You are viewing a plain text version of this content. The canonical link for it is here.
Posted to user@pig.apache.org by Jonathan Holloway <jo...@gmail.com> on 2011/06/16 03:57:14 UTC

PigStorage and ElephantBird's JsonLoader - InputFormat

Hi all,

I was wondering whether somebody could explain how Pig deals with nested
directories of log files,
Something like:

/logs/2011-01-01/a.log
/logs/2011-01-01/b.log
/logs/2011-01-01/c.log

I'm pretty sure if I give a Pig script the /logs directory as input it will
successfully process all logs (a.log, b.log, c.log)
within that structure.

However, I'm seeing a discrepancy with JsonLoader in elephant bird, because
if I do the same thing then it errors with the following:

Backend error message
---------------------
java.io.IOException: Cannot open filename /logs/2011-01-01
        at
org.apache.hadoop.hdfs.DFSClient$DFSInputStream.openInfo(DFSClient.java:1497)
        at
org.apache.hadoop.hdfs.DFSClient$DFSInputStream.<init>(DFSClient.java:1488)
        at org.apache.hadoop.hdfs.DFSClient.open(DFSClient.java:376)
        at
org.apache.hadoop.hdfs.DistributedFileSystem.open(DistributedFileSystem.java:178)
        at org.apache.hadoop.fs.FileSystem.open(FileSystem.java:356)
        at
org.apache.hadoop.mapreduce.lib.input.LineRecordReader.initialize(LineRecordReader.java:67)

▶ _DATA LINES_
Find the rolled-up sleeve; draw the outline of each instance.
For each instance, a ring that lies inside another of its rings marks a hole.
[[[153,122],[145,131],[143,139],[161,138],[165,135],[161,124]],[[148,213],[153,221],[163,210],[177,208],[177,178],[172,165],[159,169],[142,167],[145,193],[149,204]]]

▶ _PARTS OF THE EXERCISE_
- a) Restate the paragraph of the mailing-list post that begins "I'm pretty sure if I give" in a single shorter sentence, keeping its main facts.
- b) Answer these questions from the mailing-list post, one answer per line, marked the same way:
(i) Which list was the message posted to?
(ii) Which loader does the writer see a discrepancy with?
(iii) What filename does the error say cannot be opened?
- c) Output the part of the mailing-list post that opens with the words "However, I'm seeing" and closes with "at org.apache.hadoop.hdfs.DFSClient.open(DFSClient.java:376)", copied with no changes.
The lines given after the mailing-list post play no part in this exercise.

▶ _EXPECTED RESPONSES_
- a) The writer believes that a Pig script given the /logs directory as input will process every log in that structure (a.log, b.log, c.log).

- b)
(i) user@pig.apache.org
(ii) JsonLoader in elephant bird
(iii) /logs/2011-01-01

- c)
However, I'm seeing a discrepancy with JsonLoader in elephant bird, because
if I do the same thing then it errors with the following:

Backend error message
---------------------
java.io.IOException: Cannot open filename /logs/2011-01-01
        at
org.apache.hadoop.hdfs.DFSClient$DFSInputStream.openInfo(DFSClient.java:1497)
        at
org.apache.hadoop.hdfs.DFSClient$DFSInputStream.<init>(DFSClient.java:1488)
        at org.apache.hadoop.hdfs.DFSClient.open(DFSClient.java:376)